*PROBLEM DETAILS:* Print the part of the passage on vegetarian diets and heart disease that starts at "- Jimmy Fallon" and ends at "of Heart Disease.", copying every word as it appears.

*EXTRACT PROVIDED:*
"Researchers in the U.K. have developed a vegetable
called super broccoli designed to fight heart
disease. Not to be outdone, researchers in America
have developed a way to stuff an Oreo inside another Oreo."
- Jimmy Fallon
The August, 2013 issue of the journal Current
Treatment Options in Cardiovascular Medicine
included a publication on vegetarian diets
presented by Dominique Ashen of the Johns Hopkins
Center for the Prevention of Heart Disease.
Dr. Ashen wrote:
"There is growing evidence that consumption of a
vegetarian diet as well as specific components
of a vegetarian diet lower the incidence of
cardiovascular disease (CVD) and death. Vegetarian
diets lower the probability of developing CVD, are
effective in altering serum lipids, are beneficial
in reducing blood pressure, improve glycemic control
and insulin sensitivity, reduce weight, and lower
mortality. Vascular effects of a vegetarian diet
include a thinner carotid IMT and lower brachial
artery resistance. Health care providers should be
aware of the types of vegetarian diets and their
risks and benefits in order to guide patients'
dietary habits with the ultimate goal of reducing
their CVD risk. While a patient does not have to
become a complete vegetarian to reduce their CVD
risk, they can make simple changes in their diet
that are effective in risk reduction."
"I saw many people who had advanced heart disease
and I was so frustrated because I knew if they just
knew how to do the right thing, simple lifestyle and
diet steps, that the entire trajectory of their life
and health would have been different."

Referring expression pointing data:
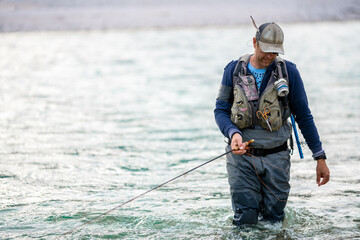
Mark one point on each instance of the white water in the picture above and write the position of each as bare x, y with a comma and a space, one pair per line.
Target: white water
90, 119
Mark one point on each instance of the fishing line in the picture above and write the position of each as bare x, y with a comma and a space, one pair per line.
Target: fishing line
150, 190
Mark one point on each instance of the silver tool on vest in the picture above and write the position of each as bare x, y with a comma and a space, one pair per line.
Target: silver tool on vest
282, 87
265, 116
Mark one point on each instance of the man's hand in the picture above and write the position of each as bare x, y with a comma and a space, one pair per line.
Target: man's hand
237, 145
322, 172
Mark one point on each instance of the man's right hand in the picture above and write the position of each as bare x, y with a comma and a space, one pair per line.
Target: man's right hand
237, 144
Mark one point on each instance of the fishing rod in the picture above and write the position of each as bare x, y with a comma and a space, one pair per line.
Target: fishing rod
150, 190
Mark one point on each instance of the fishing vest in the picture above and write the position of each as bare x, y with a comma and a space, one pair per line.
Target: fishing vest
248, 105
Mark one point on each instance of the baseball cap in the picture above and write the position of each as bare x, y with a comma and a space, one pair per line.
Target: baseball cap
270, 38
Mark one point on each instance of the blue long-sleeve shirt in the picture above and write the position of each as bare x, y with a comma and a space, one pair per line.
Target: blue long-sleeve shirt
297, 101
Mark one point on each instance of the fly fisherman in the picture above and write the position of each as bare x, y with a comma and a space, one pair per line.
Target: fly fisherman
258, 94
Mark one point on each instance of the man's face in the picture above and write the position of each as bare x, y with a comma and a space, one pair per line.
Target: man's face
263, 59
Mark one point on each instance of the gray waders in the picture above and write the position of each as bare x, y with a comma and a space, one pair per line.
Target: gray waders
248, 194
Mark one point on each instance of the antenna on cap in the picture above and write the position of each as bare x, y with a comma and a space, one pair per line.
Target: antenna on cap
257, 29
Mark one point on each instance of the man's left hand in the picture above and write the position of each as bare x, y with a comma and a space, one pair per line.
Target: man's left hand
322, 172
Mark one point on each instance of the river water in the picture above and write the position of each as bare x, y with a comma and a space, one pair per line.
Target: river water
90, 119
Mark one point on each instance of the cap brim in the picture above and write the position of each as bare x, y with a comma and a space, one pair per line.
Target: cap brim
269, 47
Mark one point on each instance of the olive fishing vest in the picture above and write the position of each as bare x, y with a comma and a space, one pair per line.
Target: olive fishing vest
249, 108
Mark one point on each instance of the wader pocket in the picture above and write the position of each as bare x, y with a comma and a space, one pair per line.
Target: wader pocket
270, 100
241, 110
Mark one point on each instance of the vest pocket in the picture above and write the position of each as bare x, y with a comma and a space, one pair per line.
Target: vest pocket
241, 110
270, 101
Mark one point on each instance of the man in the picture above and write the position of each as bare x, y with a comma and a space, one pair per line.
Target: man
258, 94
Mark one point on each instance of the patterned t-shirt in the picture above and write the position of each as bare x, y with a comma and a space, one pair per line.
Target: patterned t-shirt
257, 73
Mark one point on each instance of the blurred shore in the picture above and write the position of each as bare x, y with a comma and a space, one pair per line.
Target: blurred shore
43, 15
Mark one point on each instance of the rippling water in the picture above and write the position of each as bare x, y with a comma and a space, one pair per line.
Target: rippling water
91, 119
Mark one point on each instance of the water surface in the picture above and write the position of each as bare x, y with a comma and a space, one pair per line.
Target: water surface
90, 119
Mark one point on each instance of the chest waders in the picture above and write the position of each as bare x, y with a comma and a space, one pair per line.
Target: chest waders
249, 195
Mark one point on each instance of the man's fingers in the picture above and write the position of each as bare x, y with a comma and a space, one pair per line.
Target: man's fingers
324, 179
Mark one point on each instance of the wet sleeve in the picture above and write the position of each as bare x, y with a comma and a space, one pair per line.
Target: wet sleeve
224, 102
301, 111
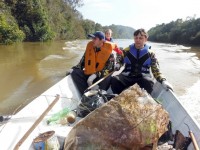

*SOLUTION:*
- Jimmy Fallon
The August, 2013 issue of the journal Current
Treatment Options in Cardiovascular Medicine
included a publication on vegetarian diets
presented by Dominique Ashen of the Johns Hopkins
Center for the Prevention of Heart Disease.